## СПИСОК ЗАДАНИЙ
**1)** Изложите отрывок о Тургеневе в двух предложениях.
**2)** Перепишите отрывок о Тургеневе от слов «Действительно, звучит неожиданно, совсем» до слов «происходить частые конфликты.» включительно, заменив «конфликты» на «ссоры».
**3)** Выпишите из отрывка о Тургеневе все определения, которые относятся к слову «любовь».

## ТЕКСТ ДЛЯ ЧТЕНИЯ
Действительно, звучит неожиданно, совсем недавно расстался Тургенев с любимой и любящей женщиной, которая безусловно верила ему, и начал развлекаться и проводить ночи с «прелестной полькой»?! Но возможно, что для Тургенева физическое влечение, то есть любовь аристотельская и любовь возвышенная – платоническая, существовали на разных полюсах и не исключали друг друга.
Однако вскоре проявилось явное несоответствие характеров двух великих писателей и между ними стали происходить частые конфликты.

## СВЕДЕНИЯ
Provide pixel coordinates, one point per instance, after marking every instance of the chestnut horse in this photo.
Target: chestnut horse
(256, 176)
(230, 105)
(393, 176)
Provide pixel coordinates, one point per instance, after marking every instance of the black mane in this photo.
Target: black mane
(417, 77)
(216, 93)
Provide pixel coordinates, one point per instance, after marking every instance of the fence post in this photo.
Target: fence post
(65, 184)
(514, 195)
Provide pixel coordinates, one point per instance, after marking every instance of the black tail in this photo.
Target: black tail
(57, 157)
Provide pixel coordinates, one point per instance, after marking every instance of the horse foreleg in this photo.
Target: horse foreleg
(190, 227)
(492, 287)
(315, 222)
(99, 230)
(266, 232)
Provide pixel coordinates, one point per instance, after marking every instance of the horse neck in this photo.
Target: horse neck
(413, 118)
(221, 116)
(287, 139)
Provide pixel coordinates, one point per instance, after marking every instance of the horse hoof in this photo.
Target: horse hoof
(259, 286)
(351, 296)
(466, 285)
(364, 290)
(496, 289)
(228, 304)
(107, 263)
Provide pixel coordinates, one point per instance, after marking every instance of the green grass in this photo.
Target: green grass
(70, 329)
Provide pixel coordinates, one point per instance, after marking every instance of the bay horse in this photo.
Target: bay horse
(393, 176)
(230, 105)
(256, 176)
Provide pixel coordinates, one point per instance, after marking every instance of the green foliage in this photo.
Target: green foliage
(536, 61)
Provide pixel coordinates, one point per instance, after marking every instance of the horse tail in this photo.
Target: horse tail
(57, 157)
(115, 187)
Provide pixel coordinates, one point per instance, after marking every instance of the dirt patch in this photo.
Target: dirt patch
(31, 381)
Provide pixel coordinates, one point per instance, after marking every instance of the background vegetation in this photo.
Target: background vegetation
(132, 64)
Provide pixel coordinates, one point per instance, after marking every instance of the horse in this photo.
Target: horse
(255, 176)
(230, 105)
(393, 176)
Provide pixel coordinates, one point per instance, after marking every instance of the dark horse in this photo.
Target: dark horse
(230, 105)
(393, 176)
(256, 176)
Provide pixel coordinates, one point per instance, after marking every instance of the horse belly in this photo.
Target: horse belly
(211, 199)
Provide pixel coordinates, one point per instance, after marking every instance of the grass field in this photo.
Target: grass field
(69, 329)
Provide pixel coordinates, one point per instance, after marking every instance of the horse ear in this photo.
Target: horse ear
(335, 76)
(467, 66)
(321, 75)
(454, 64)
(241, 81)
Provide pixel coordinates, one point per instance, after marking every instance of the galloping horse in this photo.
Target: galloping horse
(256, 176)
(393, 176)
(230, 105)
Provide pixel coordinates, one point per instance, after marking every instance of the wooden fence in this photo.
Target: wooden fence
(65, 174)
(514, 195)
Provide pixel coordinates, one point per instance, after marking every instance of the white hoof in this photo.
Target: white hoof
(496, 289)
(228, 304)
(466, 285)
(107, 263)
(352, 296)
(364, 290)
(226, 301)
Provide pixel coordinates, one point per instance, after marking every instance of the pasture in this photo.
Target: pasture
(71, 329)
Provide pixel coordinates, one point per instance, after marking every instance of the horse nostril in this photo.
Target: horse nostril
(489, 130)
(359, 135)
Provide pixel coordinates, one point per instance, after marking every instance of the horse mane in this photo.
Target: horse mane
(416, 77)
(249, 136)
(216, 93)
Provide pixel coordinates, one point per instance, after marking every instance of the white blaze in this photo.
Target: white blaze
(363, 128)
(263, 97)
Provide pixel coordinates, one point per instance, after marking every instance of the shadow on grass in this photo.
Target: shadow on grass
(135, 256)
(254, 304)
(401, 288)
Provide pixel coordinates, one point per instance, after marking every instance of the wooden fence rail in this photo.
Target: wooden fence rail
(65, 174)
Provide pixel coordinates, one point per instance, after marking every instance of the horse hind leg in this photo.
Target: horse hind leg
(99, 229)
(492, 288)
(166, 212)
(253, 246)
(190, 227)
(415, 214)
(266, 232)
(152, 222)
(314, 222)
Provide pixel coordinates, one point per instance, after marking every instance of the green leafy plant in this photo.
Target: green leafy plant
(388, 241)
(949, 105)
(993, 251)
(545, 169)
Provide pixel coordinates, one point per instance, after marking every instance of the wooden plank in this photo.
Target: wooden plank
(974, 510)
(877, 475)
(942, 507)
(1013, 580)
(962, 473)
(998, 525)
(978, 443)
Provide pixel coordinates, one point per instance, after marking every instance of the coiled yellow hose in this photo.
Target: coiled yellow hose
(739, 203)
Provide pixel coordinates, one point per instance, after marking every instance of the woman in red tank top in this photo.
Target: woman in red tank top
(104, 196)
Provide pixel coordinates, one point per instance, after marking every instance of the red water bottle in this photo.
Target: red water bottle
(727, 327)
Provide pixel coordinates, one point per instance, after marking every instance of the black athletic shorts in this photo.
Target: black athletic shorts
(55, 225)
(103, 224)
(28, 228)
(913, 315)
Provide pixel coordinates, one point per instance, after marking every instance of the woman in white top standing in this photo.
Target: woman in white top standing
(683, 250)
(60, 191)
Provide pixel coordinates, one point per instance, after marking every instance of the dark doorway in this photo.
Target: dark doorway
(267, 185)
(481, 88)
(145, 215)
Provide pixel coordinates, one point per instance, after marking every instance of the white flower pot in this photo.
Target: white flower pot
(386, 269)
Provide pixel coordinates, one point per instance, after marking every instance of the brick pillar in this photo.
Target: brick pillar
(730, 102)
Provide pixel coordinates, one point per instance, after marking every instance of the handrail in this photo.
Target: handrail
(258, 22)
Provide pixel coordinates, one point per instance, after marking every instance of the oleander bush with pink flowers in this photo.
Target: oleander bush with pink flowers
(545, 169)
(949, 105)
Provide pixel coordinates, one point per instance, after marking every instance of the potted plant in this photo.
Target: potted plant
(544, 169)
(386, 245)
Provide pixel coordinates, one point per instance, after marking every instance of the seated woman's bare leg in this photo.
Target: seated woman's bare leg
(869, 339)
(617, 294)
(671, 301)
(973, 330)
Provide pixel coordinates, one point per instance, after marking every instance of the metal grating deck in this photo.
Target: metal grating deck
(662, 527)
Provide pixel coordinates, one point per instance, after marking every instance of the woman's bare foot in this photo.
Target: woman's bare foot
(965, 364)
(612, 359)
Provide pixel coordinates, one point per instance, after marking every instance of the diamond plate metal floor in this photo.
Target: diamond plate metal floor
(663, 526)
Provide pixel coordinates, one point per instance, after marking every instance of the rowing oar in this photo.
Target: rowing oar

## ОТВЕТЫ К ЗАДАНИЯМ
**1)** Неожиданным кажется то, что Тургенев вскоре после расставания с любимой и любящей женщиной стал проводить ночи с «прелестной полькой», однако для него физическое влечение и возвышенная, платоническая любовь, возможно, не исключали друг друга. Вскоре между двумя великими писателями проявилось несоответствие характеров, и у них начались частые конфликты.

**2)**
Действительно, звучит неожиданно, совсем недавно расстался Тургенев с любимой и любящей женщиной, которая безусловно верила ему, и начал развлекаться и проводить ночи с «прелестной полькой»?! Но возможно, что для Тургенева физическое влечение, то есть любовь аристотельская и любовь возвышенная – платоническая, существовали на разных полюсах и не исключали друг друга.
Однако вскоре проявилось явное несоответствие характеров двух великих писателей и между ними стали происходить частые ссоры.

**3)** аристотельская, возвышенная, платоническая